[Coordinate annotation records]
· · · · ·
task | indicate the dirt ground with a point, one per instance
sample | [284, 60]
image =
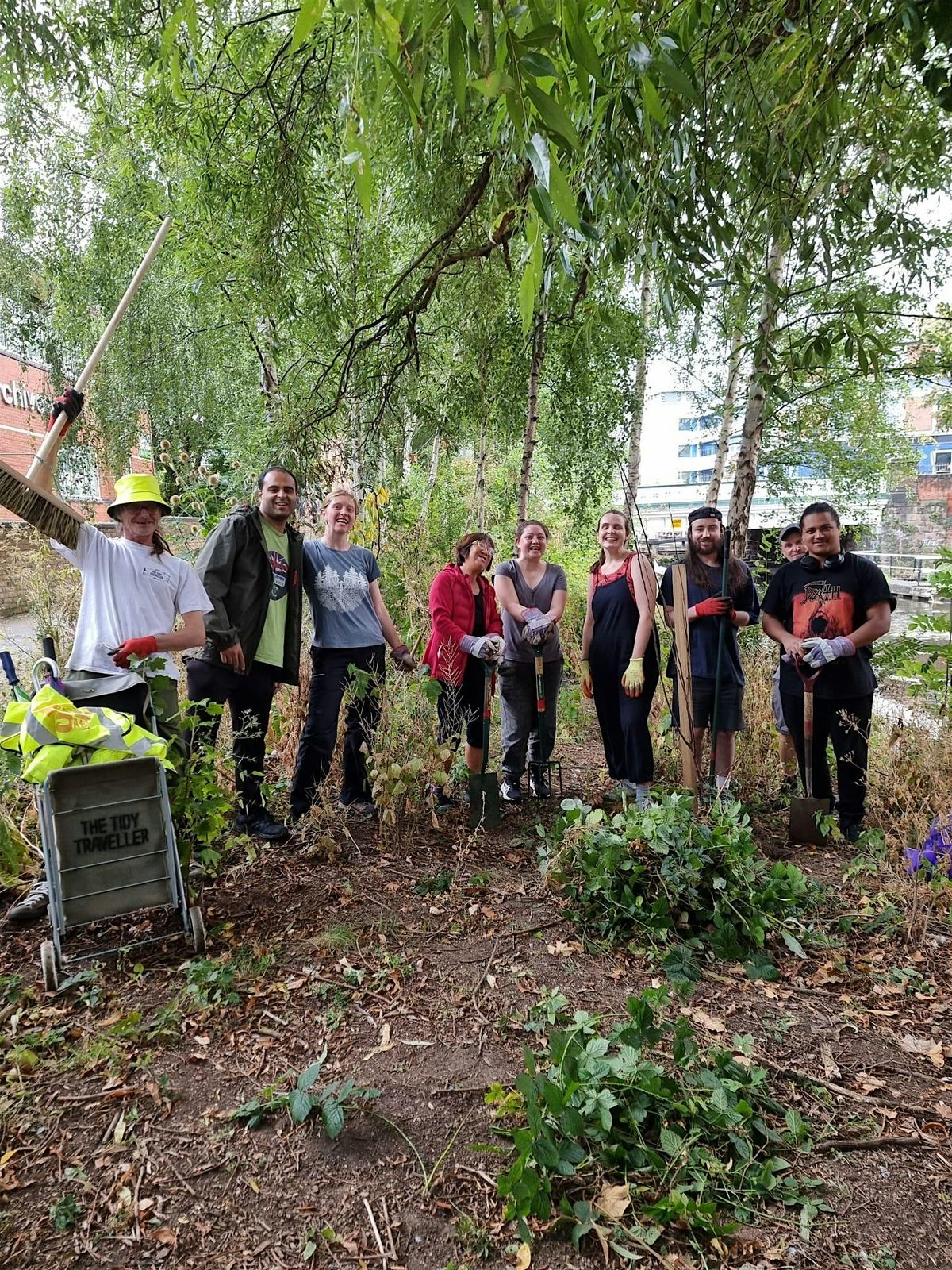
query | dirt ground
[416, 964]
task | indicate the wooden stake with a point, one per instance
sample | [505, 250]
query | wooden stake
[682, 667]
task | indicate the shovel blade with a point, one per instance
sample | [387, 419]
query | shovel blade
[484, 802]
[803, 819]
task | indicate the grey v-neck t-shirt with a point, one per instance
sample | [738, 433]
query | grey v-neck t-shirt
[531, 597]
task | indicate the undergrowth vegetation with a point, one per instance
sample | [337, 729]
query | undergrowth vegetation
[616, 1140]
[660, 876]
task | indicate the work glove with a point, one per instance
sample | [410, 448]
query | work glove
[403, 658]
[537, 628]
[634, 679]
[143, 647]
[69, 400]
[585, 679]
[822, 652]
[716, 606]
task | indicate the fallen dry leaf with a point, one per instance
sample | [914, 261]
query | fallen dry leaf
[931, 1049]
[710, 1022]
[613, 1200]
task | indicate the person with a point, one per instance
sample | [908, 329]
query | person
[133, 594]
[532, 595]
[251, 568]
[466, 637]
[706, 609]
[791, 549]
[351, 625]
[620, 654]
[827, 610]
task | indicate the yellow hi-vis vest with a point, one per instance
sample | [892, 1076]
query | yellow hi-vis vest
[50, 732]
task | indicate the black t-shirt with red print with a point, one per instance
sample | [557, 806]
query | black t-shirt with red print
[823, 603]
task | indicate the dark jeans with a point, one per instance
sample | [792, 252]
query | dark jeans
[522, 727]
[624, 724]
[847, 725]
[329, 679]
[249, 698]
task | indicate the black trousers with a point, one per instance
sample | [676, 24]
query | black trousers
[846, 724]
[249, 698]
[330, 677]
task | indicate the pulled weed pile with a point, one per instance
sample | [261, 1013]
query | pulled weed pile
[622, 1149]
[658, 876]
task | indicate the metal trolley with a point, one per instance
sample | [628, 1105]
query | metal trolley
[109, 851]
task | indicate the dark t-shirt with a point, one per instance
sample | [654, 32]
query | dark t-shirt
[704, 632]
[825, 603]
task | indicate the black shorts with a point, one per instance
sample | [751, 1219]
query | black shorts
[731, 713]
[460, 709]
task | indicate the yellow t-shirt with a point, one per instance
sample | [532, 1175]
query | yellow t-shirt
[271, 647]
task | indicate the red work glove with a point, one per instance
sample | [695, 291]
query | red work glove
[717, 606]
[143, 647]
[71, 402]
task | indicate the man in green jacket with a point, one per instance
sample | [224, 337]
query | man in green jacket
[251, 568]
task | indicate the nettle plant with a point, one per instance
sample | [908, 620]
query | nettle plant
[662, 876]
[611, 1142]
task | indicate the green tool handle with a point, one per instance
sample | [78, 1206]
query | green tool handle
[486, 715]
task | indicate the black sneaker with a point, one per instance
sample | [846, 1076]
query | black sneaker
[262, 825]
[539, 785]
[509, 791]
[32, 906]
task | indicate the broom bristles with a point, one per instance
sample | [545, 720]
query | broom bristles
[44, 512]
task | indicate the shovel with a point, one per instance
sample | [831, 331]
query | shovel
[804, 810]
[545, 768]
[484, 787]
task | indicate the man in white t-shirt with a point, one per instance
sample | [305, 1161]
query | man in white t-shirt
[133, 591]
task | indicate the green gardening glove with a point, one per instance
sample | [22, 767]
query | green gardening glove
[634, 679]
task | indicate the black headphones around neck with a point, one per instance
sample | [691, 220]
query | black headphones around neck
[833, 563]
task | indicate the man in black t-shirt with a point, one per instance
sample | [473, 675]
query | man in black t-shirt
[827, 610]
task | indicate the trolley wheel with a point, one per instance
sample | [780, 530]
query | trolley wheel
[48, 962]
[194, 914]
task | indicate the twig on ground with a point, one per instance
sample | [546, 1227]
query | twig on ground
[873, 1143]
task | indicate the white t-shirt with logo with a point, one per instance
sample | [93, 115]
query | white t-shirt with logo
[127, 592]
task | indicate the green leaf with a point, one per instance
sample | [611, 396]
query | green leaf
[539, 65]
[562, 194]
[554, 116]
[308, 18]
[537, 154]
[300, 1105]
[581, 44]
[332, 1118]
[653, 102]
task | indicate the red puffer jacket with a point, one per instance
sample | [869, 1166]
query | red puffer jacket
[454, 614]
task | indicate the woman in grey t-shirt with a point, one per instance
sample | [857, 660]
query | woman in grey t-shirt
[351, 625]
[532, 595]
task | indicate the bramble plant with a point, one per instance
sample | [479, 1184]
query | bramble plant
[693, 1149]
[301, 1102]
[659, 874]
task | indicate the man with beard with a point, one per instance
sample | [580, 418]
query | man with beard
[827, 610]
[251, 565]
[706, 610]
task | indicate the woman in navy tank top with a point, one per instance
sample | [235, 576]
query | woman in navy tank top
[620, 654]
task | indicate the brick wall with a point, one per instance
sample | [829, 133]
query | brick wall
[22, 552]
[919, 516]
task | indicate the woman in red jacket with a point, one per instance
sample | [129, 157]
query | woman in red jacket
[467, 633]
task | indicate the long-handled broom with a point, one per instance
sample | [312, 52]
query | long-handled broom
[25, 495]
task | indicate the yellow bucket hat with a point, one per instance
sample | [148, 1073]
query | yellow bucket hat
[136, 488]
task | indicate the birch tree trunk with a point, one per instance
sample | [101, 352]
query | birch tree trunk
[431, 478]
[724, 437]
[539, 356]
[746, 473]
[638, 403]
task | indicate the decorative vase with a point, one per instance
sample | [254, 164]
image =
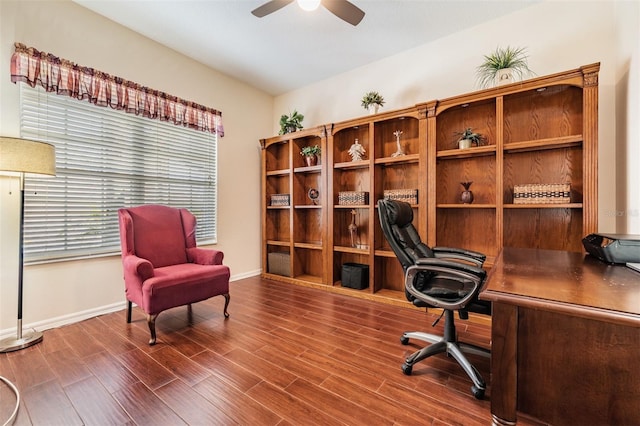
· · · · ·
### What to work on
Reproduce the lines above, from the first one through the line containing "[613, 1200]", both included, with every point coordinate in the answers multiplied by 1.25 and rounded to the nearest whole number, halves rounding up. Leave the task lines and their sample coordinates unchanged, and omit the pictures.

### Finished exercise
task | indicate the dirt ground with a point, one per instance
sample | [284, 60]
image =
query | dirt ground
[520, 1205]
task | indicate the wooden stake with a point, one per instance
sample | [505, 250]
query | wooden stake
[853, 834]
task | indicate the shovel blade with a point, one per instance
sample | [387, 419]
query | shovel blade
[605, 1003]
[1004, 1024]
task | indicate the grey v-neck t-shirt with a point, one per instance
sample | [738, 433]
query | grey v-neck t-shirt
[664, 746]
task | indicate the undergrowth vegetation with a point, one per instance
sample | [337, 729]
query | undergrowth vegetation
[770, 1425]
[825, 1095]
task | indicate the work glove with a point, one per instance
sample | [410, 448]
query | work glove
[504, 823]
[671, 785]
[793, 849]
[179, 809]
[86, 500]
[731, 849]
[1028, 815]
[895, 758]
task | indicate the fallen dry leaf with a point, one per instance
sample | [914, 261]
query | fallen dry leaf
[1164, 1311]
[888, 1278]
[766, 1500]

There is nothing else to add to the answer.